A new study led by the Massachusetts Institute of Technology (MIT) has found that the global distribution of Prochlorococcus, the smallest and most abundant photosynthesizing organism on the planet, is not influenced by changes in temperature, as previously thought, but rather by this microbe’s complex cycles of interactions with some of its predators.

Prochlorococcus is most abundant in the ocean’s warm surface waters, and its numbers drop off significantly closer to the poles. Until recently, scientists thought that, as with many other marine organisms, Prochlorococcus’ range is influenced by temperature: the colder the waters, the less likely to live there.

However, new findings suggest that this may not be the case. As a byproduct of its photosynthesis, Prochlorococcus produces carbohydrates, which are essential nutrients for heterotrophic bacteria – single-celled organisms that do not photosynthesize but live off the organic matter produced by phytoplankton.

While Prochlorococcus is the main producer of carbohydrates in warmer waters, there are various other species of phytoplankton that produce these essential nutrients closer to the poles. By analyzing data collected from the northeast Pacific Ocean and employing simulations of ocean circulation and marine ecosystem interactions, the MIT researchers have found that, in nutrient-rich areas where bacteria can feast and grow on more food sources, Prochlorococcus populations tend to be quickly decimated.

**Parts of the exercise:**
1. Decide whether each statement below agrees with the Prochlorococcus article. Answer yes or no, and quote the words of the article that settle it.
(a) The study found that temperature determines where Prochlorococcus lives around the globe.
(b) Heterotrophic bacteria carry out photosynthesis.
(c) The researchers analyzed data collected from the northeast Pacific Ocean.
2. Write the next part of the Prochlorococcus article, picking up after its final sentence.

**Supplied records:**
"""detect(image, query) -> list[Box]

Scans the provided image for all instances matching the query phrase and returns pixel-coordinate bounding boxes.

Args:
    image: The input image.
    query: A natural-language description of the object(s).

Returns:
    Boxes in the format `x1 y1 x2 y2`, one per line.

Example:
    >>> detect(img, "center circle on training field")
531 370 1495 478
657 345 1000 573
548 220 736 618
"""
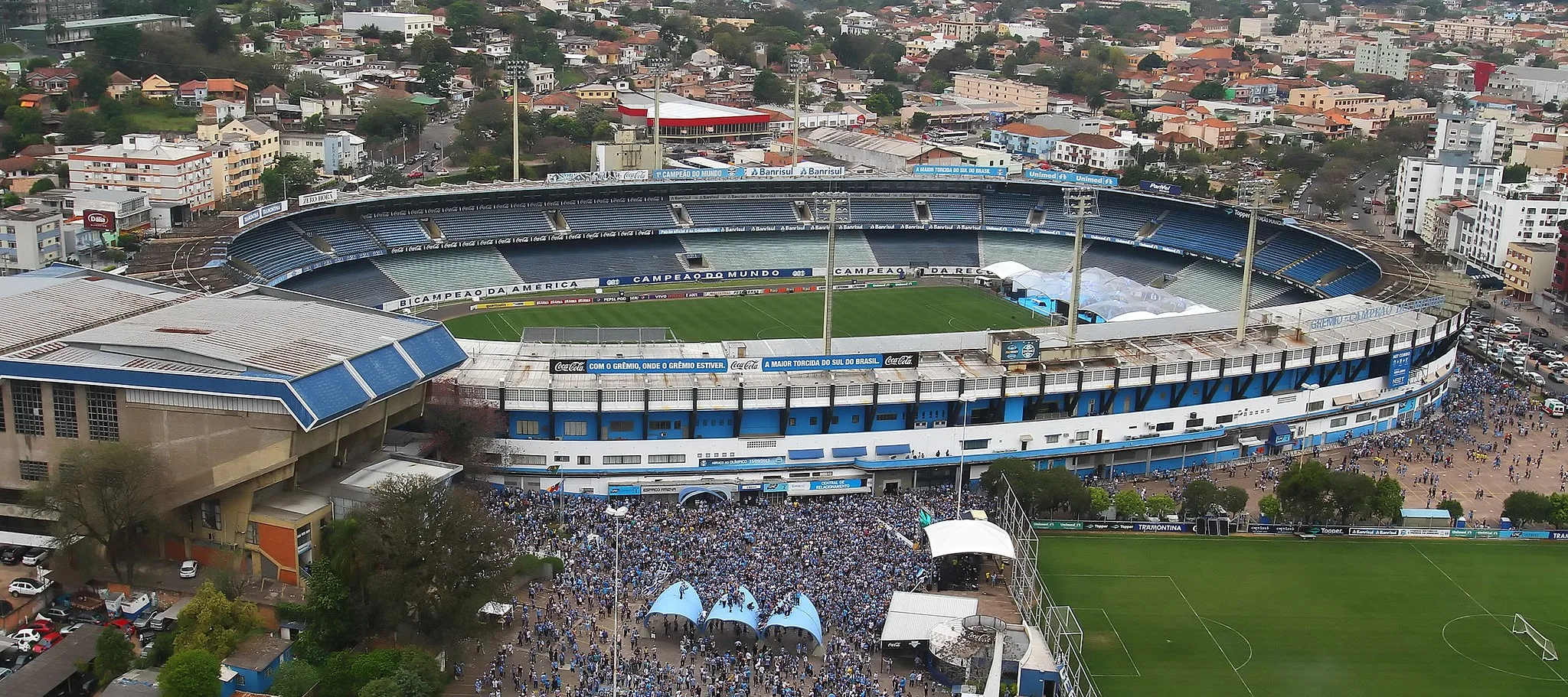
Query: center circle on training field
1442 614 1568 683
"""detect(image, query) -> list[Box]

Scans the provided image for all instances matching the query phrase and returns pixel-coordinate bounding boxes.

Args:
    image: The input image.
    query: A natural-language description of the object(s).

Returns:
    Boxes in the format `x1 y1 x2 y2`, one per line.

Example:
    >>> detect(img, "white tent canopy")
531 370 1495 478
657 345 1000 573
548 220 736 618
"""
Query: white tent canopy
925 519 1018 559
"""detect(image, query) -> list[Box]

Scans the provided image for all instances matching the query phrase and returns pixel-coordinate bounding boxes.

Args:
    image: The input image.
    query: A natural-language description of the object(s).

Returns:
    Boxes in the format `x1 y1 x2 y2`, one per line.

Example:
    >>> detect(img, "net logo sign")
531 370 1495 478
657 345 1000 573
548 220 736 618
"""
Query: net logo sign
81 210 115 230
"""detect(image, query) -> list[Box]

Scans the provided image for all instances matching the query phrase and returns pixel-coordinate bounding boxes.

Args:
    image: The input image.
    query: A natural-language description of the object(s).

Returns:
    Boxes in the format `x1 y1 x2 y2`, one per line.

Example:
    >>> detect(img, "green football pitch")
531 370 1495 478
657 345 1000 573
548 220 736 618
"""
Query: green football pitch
1040 533 1568 697
447 285 1044 341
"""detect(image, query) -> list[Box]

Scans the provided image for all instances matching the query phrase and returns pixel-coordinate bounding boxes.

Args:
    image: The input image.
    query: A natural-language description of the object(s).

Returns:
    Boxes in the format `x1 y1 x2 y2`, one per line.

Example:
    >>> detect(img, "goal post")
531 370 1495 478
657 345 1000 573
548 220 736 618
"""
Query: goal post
1513 614 1557 661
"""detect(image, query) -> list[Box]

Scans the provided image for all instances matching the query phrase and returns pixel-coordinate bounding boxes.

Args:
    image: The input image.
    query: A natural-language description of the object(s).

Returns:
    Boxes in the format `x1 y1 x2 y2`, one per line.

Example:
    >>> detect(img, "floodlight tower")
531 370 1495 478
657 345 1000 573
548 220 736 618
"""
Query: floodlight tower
505 57 528 181
1061 187 1099 346
1236 178 1269 341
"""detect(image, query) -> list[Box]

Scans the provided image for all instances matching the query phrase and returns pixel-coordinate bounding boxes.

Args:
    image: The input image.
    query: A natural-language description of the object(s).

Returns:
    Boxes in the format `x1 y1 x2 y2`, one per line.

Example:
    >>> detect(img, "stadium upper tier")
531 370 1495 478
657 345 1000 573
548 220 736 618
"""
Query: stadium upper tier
223 178 1381 307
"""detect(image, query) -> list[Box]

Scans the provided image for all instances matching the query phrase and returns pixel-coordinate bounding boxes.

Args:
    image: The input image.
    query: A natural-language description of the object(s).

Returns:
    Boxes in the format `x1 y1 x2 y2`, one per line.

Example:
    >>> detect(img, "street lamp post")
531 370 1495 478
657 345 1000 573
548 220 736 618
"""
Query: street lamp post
505 58 528 181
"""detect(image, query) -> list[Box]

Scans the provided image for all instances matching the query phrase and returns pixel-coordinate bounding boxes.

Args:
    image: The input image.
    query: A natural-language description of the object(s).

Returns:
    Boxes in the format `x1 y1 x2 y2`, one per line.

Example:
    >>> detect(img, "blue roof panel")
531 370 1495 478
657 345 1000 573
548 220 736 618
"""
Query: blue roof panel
292 365 370 423
398 326 469 377
348 346 419 396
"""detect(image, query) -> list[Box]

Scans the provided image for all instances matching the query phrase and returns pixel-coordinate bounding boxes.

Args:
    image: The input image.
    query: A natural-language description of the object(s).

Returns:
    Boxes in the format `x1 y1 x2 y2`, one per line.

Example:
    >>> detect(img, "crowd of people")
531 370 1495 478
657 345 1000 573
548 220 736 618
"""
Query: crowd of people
461 492 986 697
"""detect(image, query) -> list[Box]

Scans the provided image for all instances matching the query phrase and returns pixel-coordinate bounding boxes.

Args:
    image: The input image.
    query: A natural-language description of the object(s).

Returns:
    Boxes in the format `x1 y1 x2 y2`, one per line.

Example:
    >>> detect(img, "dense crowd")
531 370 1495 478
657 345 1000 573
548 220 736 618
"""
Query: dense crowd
462 492 986 697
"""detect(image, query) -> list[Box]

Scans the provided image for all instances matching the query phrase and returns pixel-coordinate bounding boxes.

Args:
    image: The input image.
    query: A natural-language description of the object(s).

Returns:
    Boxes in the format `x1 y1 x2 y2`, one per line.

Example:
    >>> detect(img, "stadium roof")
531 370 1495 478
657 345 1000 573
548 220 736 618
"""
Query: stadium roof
0 265 464 429
925 519 1018 559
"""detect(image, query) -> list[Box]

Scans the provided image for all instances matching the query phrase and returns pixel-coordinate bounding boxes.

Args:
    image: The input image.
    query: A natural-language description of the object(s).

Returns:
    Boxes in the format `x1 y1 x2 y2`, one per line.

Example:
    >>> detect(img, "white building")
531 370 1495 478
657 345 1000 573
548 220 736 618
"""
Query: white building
69 133 214 223
1394 151 1502 238
1050 133 1132 172
1357 31 1410 80
283 130 367 175
344 12 436 39
1457 178 1568 274
0 207 67 271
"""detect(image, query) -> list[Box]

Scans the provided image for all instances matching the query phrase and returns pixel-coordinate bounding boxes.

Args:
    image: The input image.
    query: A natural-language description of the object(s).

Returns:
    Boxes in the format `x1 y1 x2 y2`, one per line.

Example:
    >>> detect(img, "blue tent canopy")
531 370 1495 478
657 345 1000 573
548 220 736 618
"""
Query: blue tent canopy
763 594 822 643
648 581 703 624
707 586 757 631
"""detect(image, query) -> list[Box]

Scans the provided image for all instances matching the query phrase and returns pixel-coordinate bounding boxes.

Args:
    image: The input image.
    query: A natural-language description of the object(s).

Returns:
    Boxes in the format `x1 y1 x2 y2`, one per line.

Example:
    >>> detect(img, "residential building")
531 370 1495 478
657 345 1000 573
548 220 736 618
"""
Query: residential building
0 207 66 271
1050 133 1132 172
279 130 368 175
953 70 1050 114
1457 178 1568 275
1394 151 1502 238
0 268 464 582
1432 18 1520 45
1460 66 1568 103
1502 239 1557 305
69 133 214 224
1357 31 1410 80
344 12 436 39
991 122 1073 160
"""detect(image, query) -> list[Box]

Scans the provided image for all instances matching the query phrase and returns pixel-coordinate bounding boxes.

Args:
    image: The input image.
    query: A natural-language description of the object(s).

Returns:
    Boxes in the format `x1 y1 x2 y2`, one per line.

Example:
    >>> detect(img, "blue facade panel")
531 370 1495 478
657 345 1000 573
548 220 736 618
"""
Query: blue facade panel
348 346 419 396
292 365 370 422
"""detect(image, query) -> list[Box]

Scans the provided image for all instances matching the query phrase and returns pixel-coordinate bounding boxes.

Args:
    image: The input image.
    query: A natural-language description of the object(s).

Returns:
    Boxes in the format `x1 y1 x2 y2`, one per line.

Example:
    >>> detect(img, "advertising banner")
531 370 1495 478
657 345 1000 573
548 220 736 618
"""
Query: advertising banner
240 199 289 227
81 210 115 230
299 190 338 208
599 268 811 287
914 164 1007 177
1024 169 1119 187
550 359 729 374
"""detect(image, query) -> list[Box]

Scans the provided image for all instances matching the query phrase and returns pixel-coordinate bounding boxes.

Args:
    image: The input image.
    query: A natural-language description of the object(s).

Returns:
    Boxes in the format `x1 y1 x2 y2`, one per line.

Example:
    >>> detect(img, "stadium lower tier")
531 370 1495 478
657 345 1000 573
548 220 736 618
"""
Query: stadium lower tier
475 343 1457 497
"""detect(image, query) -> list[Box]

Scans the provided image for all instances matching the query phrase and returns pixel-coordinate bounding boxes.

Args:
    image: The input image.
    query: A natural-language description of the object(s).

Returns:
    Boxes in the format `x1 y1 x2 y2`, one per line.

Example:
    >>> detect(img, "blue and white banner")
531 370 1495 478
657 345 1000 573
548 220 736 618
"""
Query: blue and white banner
1387 350 1411 389
1024 169 1119 187
914 164 1007 177
550 359 729 374
599 268 811 287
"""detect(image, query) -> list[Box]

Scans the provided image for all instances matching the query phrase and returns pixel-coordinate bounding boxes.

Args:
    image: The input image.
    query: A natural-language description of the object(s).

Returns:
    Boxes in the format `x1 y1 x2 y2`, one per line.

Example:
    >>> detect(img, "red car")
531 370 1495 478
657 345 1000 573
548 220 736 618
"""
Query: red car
33 631 66 653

**Responses to the exercise:**
1.
(a) No: "is not influenced by changes in temperature, as previously thought"
(b) No: "single-celled organisms that do not photosynthesize"
(c) Yes: "By analyzing data collected from the northeast Pacific Ocean"

2.
According to study lead author Stephanie Dutkiewicz, an oceanographer at MIT, “as soon as you reach an environment where other species add carbohydrates to the mix, bacteria and grazers grow up and annihilate Prochlorococcus.” Thus, it appears to be purely coincidental that the colder the waters, the lower the Prochlorococcus populations. Instead, the complex relationship with a shared predator (the carbohydrate-consuming bacteria) is the main factor setting Prochlorococcus’ range.

Incorporating these findings into models will be crucial in predicting how this microbe and other marine species will shift due to climate change. “Prochlorococcus is a big harbinger of changes in the global ocean,” said Dutkiewicz. “If its range expands, that’s a canary – a sign that things have changed in the ocean by a great deal.”

“There are reasons to believe its range will expand with a warming world,” added study co-author Christopher Follett, an expert in Oceanography and Biogeochemistry at MIT.” But we have to understand the physical mechanisms that set these ranges. And predictions just based on temperature will not be correct.”

The study is published in the journal Proceedings of the National Academy of Sciences.